** TEXT FOR ANALYSIS follows **
Meanwhile in Louisiana ...
The LSU football team reported faithfully for their fourth spring practice session Friday, only to learn that the Southeastern Conference had other ideas.
The league said that they could not, under any circumstances, practice football because based on their last few games of the previous year it didn’t appear they needed any practice and, besides, why not give the rest of the SEC a chance for next year.
No, wait. That wasn’t it. Not the official reason anyway.
It turned out that no SEC teams were allowed to practice, not even Alabama (which is only 60 miles from the conference office), effective immediately, as per another classic Overabundance of Caution statement from the league over this coronavirus thing.
Speaking of which, if we might make a slight detour here, I think this week has just about worn out the phrase Overabundance of Caution. Can we retire it now?
We’re probably not done yet. But henceforth any organization wishing to join the parade of cancellations — if even figurative parades are still legal — must come up with a different opening for their bombshell statements. Something along the lines of, “Not wishing to be the last group in America holding something that somebody, anybody, might want to watch on TV, the (insert organization) regretfully announces that ...”
I promise, we will get back to that empty LSU practice field in due time, and with some startling news on two fronts. But while we’re wrestling with the language, consider:
Yes, something good is coming out of all of this.
We might not like all these cancellations, of one season or another getting canceled, but at least we can now spell it.
“Cancel,” that is.
It’s regrettably becoming the most common word in the English language, but when you add an “ing” or the usually harmless “ed” to it, you could shut down the Scripps National Spelling Bee.
You notice when I wrote “cancellation” up there, it has two l’s. And that is spelliphonically correct in all cases.
But using cancelled or canceled (or canceling or cancelling) is to risk starting another Revoultionary War (it’s possible, however, that the USA cancel(l)ing all flights from England is just a coincidence).
Bottom line: Most dictionaries hav just about thrown in the towel and given up.
It seems the (English) King’s English specifies two l’s when adding both ing’s and ed’s. But American English — apparently this is what the Boston Tea Party was all about — says use only one l in those cases.
For whatever it’s worth, The Declaration of Independence, written in 1776 by noted baseball fan John Grisham, notably avoids any variation of the word “cancel” entirely.
Sadly, that’s not the end of the story.
** End of TEXT FOR ANALYSIS **
** DATASET follows **
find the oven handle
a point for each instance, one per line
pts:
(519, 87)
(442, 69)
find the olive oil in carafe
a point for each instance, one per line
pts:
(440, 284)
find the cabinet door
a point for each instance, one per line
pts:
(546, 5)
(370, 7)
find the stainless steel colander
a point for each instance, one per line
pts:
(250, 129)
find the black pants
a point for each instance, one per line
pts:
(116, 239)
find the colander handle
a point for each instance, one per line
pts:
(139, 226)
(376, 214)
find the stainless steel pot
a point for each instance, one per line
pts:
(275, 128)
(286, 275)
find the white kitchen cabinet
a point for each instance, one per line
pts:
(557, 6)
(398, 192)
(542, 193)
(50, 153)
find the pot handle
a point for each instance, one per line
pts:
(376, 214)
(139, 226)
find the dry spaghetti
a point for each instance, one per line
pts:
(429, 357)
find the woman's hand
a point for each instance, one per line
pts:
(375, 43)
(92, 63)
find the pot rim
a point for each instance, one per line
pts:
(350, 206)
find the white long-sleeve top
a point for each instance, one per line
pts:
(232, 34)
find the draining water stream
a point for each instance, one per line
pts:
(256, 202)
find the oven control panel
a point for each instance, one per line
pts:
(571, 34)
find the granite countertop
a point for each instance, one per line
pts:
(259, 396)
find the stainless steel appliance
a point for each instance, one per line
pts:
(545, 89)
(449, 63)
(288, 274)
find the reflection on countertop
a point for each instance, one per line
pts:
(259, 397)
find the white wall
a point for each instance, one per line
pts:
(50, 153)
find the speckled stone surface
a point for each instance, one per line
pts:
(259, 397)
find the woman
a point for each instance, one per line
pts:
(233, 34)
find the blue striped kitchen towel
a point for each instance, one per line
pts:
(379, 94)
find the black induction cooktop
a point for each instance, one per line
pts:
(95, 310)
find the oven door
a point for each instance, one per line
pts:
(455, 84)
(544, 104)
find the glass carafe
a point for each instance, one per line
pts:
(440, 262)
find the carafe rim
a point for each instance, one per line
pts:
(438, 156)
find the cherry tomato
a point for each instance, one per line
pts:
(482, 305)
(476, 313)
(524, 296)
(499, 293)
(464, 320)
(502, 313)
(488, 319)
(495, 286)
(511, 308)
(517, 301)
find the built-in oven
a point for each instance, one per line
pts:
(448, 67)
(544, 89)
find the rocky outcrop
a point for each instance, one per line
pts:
** End of DATASET **
# [USING THE INFORMATION]
1. In the sports column, the sentence that starts "But using" names several spelled forms of "cancel" before the words "is to risk starting." List all of those forms.
2. Retype the passage of the sports column that opens with the words "The LSU football" and closes with "retire it now?".

# [SOLVED PROBLEMS]
1.
cancelled
canceled
canceling
cancelling

2.
The LSU football team reported faithfully for their fourth spring practice session Friday, only to learn that the Southeastern Conference had other ideas.
The league said that they could not, under any circumstances, practice football because based on their last few games of the previous year it didn’t appear they needed any practice and, besides, why not give the rest of the SEC a chance for next year.
No, wait. That wasn’t it. Not the official reason anyway.
It turned out that no SEC teams were allowed to practice, not even Alabama (which is only 60 miles from the conference office), effective immediately, as per another classic Overabundance of Caution statement from the league over this coronavirus thing.
Speaking of which, if we might make a slight detour here, I think this week has just about worn out the phrase Overabundance of Caution. Can we retire it now?